Your assignment
Carry on the article about the TESU nursing students from the point where it stops.

START Document passage

Saving Lives, Advocating at the Highest Levels and Leading From the Front Lines
Three Doctor of Nursing Practice (DNP) program students in the W. Cary Edwards School of Nursing and Health Professions are skillfully balancing their course work with valor, advocacy and a commitment to patient care. As National Nurses Month comes to a close, TESU is proud to share their stories.
Cynthia “Cindy” Cobb, BSN, MS, CSN, a school nurse at Oakview Elementary School in West Deptford, N.J., quickly intervened in March 2022 when the grandparent of a student went into cardiac arrest during a routine afternoon pick up at the school. Cobb and another nurse/parent began administering CPR on the woman until EMTs arrived. The woman has since fully recovered and noted that medical personnel informed her that she would never have survived without the nurses’ intervention. The recent NJ.com article describes the ordeal and spotlights Cobb’s commitment to patient care: “N.J. school nurse honored for saving life of student’s grandmother.”
Cobb feels that the DNP curriculum corresponds with her aspirations as a nurse leader. She also finds the program affordable and the multiple perspectives she’s exposed to in course interactions conducive to her professional growth.
“I was excited to see that TESU offered the program in my home state and noted that it was much more affordable than similar programs I had investigated,” she said. “I enjoy the structure and the flexibility of online learning at the doctoral level – an option that was not available years ago when I pursued my MS degree. Advancing through the program with a cohort of nurse leaders representing various specialties lends itself to professional growth for all of us, and I always found all the support I needed from the staff.”

END Document passage
START Source data

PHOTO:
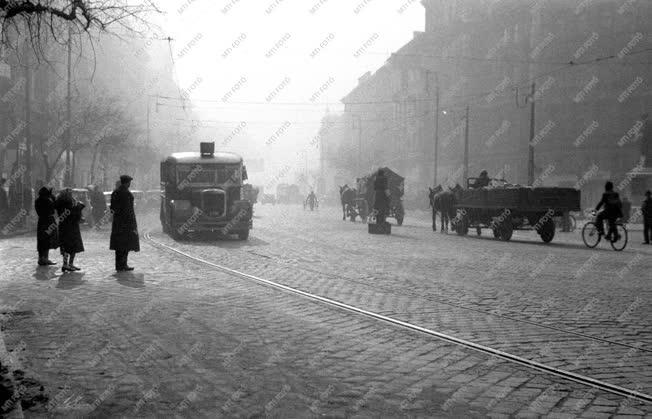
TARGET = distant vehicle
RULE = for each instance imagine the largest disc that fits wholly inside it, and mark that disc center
(250, 193)
(139, 199)
(364, 202)
(202, 192)
(268, 199)
(152, 198)
(283, 193)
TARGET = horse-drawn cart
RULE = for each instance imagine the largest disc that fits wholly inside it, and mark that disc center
(506, 208)
(363, 203)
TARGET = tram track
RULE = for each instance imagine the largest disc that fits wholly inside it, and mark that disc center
(515, 359)
(430, 298)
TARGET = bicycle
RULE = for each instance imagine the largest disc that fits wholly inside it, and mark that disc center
(592, 237)
(572, 223)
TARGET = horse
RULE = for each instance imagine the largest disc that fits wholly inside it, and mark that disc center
(443, 201)
(347, 197)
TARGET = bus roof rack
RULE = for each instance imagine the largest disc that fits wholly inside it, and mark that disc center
(207, 149)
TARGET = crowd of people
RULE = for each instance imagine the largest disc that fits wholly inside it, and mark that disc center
(59, 218)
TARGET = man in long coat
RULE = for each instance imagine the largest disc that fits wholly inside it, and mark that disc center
(381, 196)
(124, 230)
(98, 205)
(47, 233)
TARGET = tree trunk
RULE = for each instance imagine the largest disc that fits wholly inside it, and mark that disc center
(95, 151)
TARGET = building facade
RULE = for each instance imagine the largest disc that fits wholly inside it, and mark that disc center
(586, 66)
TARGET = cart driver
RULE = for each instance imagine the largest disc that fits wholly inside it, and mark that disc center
(482, 180)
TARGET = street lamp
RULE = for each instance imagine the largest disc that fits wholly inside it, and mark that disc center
(465, 118)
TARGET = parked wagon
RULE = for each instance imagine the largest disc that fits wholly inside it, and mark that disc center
(364, 202)
(505, 208)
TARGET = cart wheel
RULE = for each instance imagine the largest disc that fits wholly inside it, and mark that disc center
(505, 230)
(400, 214)
(547, 231)
(463, 226)
(364, 211)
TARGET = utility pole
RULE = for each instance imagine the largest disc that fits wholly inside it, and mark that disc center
(28, 119)
(148, 135)
(436, 127)
(359, 142)
(68, 177)
(530, 161)
(466, 146)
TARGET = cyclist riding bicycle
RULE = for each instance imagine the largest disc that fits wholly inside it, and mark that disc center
(611, 212)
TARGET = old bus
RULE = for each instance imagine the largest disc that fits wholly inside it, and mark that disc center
(202, 191)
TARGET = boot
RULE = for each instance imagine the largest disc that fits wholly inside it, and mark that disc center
(71, 265)
(65, 267)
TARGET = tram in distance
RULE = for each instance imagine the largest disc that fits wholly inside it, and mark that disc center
(202, 192)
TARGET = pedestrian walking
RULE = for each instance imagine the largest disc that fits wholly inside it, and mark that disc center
(627, 209)
(98, 205)
(646, 209)
(381, 198)
(124, 230)
(70, 240)
(47, 232)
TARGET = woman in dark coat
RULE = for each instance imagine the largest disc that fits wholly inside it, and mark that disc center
(124, 230)
(70, 239)
(47, 234)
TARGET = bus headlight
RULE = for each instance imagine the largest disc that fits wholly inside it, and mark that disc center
(181, 205)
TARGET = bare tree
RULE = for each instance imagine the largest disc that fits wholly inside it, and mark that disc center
(101, 125)
(43, 21)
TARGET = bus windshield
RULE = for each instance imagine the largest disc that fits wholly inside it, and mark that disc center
(208, 175)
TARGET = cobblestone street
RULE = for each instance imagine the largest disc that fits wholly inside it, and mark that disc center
(179, 338)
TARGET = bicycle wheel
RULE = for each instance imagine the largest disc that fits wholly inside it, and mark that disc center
(590, 234)
(622, 240)
(573, 223)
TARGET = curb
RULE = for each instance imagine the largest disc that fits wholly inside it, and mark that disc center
(17, 411)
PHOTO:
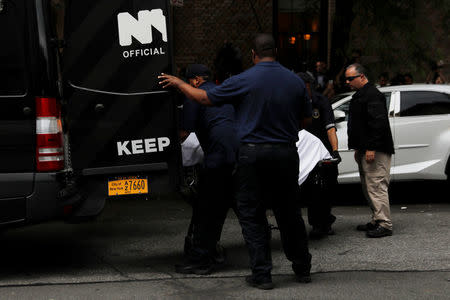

END Source data

Response to this task
If Cobb’s fellow student, Marvella Cephas, MSN, RN, CEN, has her way, far fewer nurses and social workers will be victims of workplace violence. During the recent ’Day on the Hill’ in Washington, D.C., Cephas, director of Nursing for the Pediatric Emergency Department at Bristol Myers Squibb Children’s Hospital, N.J., and secretary of the Emergency Nurses Association (ENA) shared her views on the subject with legislators and the public. During her virtual testimonial, she explained why the Workplace Violence Prevention for Health Care and Social Workers Act is so crucial to those caring for patients and helping families to cope. View her presentation on LinkedIn.
Like Cobb, Cephas’ course work has broadened her perception of the nursing profession and the important role of systems-level leadership.
“The program provided a major change in my mindset, as frontline leaders generally tend to focus on their specific units. I now see things from a systems-level perspective with attention to quality improvement, the patient experience and fiscal administration,” noted Cephas, who views patient and healthcare policy and advocacy as important components of leadership.
She also feels that nursing students should integrate these themes early in their academic experience.
“Novice nurses can build advocacy skills by becoming involved in professional organizations and learning the ways they can impact healthcare policy,” she asserted. “They can advocate on many levels – from basic patient care to healthcare policy that has the potential to impact millions of patients. As they advance in their profession, nurses are poised to be the best advocates for improvements to healthcare. We must continually harness this power to benefit our patients, their families and our communities.”
Student Anthony Fortenberry, MSN, RN, NEA-BC, chief nursing officer at Callen Lorde-Community Health Center in New York, says that quality healthcare should be all-inclusive and accessible to everyone. Fortenberry, who began the University’s DNP program in early 2022, underscored his advocacy for his patients from the LGBTQ and HIV/AIDS community in the 2020 New York Times Magazine article “A Shadow Medical Safety Net, Stretched to the Limit.” He maintains that patient advocacy can enrich and elevate the profession and give a voice to those often marginalized by the system.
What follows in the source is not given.